→ Task to carry out: Could you copy every one of the items below word for word, line by line?

--- Start ---

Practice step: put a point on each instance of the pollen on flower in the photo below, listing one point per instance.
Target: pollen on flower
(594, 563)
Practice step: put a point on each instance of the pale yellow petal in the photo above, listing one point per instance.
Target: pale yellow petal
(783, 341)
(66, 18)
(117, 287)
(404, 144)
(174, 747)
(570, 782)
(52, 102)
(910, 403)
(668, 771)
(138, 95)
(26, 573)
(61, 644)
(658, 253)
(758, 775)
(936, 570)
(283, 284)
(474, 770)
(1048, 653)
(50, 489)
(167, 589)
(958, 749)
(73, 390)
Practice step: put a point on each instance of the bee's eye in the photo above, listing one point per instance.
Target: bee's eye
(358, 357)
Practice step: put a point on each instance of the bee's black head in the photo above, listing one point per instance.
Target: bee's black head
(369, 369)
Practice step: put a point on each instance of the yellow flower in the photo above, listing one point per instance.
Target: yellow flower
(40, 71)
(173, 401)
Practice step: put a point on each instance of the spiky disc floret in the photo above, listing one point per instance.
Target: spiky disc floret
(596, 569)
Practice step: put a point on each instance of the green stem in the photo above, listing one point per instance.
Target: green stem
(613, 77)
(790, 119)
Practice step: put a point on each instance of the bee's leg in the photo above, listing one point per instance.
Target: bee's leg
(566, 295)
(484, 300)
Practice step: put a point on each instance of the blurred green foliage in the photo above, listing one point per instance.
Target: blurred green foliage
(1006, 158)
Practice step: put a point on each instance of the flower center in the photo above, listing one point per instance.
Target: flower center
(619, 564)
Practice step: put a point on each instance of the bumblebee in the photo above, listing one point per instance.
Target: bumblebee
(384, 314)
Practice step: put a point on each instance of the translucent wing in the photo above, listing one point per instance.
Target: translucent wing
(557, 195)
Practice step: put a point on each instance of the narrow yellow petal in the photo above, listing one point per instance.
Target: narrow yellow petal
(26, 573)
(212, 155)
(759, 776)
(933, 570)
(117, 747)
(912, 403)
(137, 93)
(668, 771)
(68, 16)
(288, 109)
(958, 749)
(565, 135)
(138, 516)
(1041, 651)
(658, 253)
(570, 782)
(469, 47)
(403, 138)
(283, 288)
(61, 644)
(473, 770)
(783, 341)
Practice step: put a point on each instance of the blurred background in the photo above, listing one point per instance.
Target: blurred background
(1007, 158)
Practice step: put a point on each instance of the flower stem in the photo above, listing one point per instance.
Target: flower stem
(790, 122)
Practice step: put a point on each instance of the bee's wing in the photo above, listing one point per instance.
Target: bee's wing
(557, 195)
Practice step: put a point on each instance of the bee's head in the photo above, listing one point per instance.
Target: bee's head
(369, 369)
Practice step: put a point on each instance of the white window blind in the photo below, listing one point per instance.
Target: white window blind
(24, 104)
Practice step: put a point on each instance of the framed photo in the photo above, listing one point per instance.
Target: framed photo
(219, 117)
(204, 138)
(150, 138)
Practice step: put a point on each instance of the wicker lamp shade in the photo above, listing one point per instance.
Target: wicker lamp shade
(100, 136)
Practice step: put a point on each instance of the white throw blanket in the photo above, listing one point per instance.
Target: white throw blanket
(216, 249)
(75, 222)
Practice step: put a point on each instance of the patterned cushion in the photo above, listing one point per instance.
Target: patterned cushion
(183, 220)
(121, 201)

--- End ---

→ Exercise solution:
Practice step: put a point on each instance of the pollen on flower in the photo below, listing one point per instance.
Target: pollen on flower
(594, 563)
Practice step: put a point on each instance of the pale yellow petal in the photo above, listing one point per instance.
Target: pale yellow petal
(783, 341)
(66, 18)
(117, 287)
(404, 144)
(174, 747)
(570, 782)
(52, 102)
(910, 403)
(668, 771)
(138, 95)
(26, 573)
(61, 644)
(658, 253)
(758, 775)
(936, 570)
(283, 284)
(474, 770)
(1048, 653)
(50, 489)
(167, 589)
(958, 749)
(73, 390)
Practice step: put a point on each instance of the bee's eye in the photo above, listing one point per instance.
Target: bee's eye
(358, 357)
Practice step: put a point on each instance of the bee's black head in the photo above, listing one point per instance.
Target: bee's black head
(369, 369)
Practice step: put a point on each instance of the yellow flower in the photo above, listing one point per instance.
Target: yellow flower
(40, 71)
(173, 401)
Practice step: put a point on each instance of the spiky disc floret in the photo above, listing one point per instance.
Target: spiky disc floret
(596, 569)
Practice step: put a point on each instance of the green stem in the photo above, listing one point per instance.
Target: green stem
(613, 77)
(790, 119)
Practice step: put a point on each instance of the bee's leg in the photo above, listing one point per instance.
Target: bee's leg
(566, 295)
(484, 300)
Practice step: put a point on each instance of the blurred green foliage in the photo above, listing one point per instance.
Target: blurred green foliage
(1006, 158)
Practice step: put a point on each instance of the flower center in the photo above, listing one point per instance.
Target: flower center
(619, 564)
Practice step: put a point on each instance of the bumblebee in the photo above, listing one point per instance.
Target: bumblebee
(384, 314)
Practice step: put a point on each instance of the translucent wing in the photo above, listing one point per instance.
Target: translucent wing
(557, 195)
Practice step: put a point on each instance of the narrow yellow petal in the photo above, listing one point per instance.
Target: narrow yellow petal
(26, 573)
(212, 155)
(759, 776)
(933, 570)
(117, 747)
(912, 403)
(137, 93)
(668, 771)
(68, 16)
(288, 109)
(958, 749)
(565, 135)
(138, 516)
(1041, 651)
(658, 253)
(570, 782)
(469, 47)
(403, 138)
(283, 288)
(61, 644)
(473, 770)
(783, 341)
Practice step: put a point on each instance of the blurred background in the photo above, listing one point per instance.
Target: blurred background
(1007, 158)
Practice step: put a point on each instance of the flower stem in the photo above, listing one point per instance.
Target: flower stem
(790, 122)
Practice step: put a point on each instance of the bee's wing in the photo above, listing one point per instance.
Target: bee's wing
(557, 195)
Practice step: put a point on each instance of the bee's head in the photo above, listing one point per instance.
Target: bee's head
(369, 369)
Practice step: put a point on each instance of the white window blind in the photo below, listing one point per instance.
Target: white window blind
(24, 104)
Practice step: put a point on each instance of the framed photo in the photo above, listing one point per instance.
Target: framed photo
(219, 117)
(204, 138)
(150, 138)
Practice step: put a point on each instance of the wicker lamp shade in the photo above, listing one point per instance.
Target: wicker lamp shade
(100, 136)
Practice step: put a point on each instance of the white throw blanket in the photo above, listing one point per instance.
Target: white throw blanket
(216, 249)
(75, 222)
Practice step: put a point on each instance of the patterned cushion in the photo above, listing one point per instance.
Target: patterned cushion
(183, 220)
(121, 201)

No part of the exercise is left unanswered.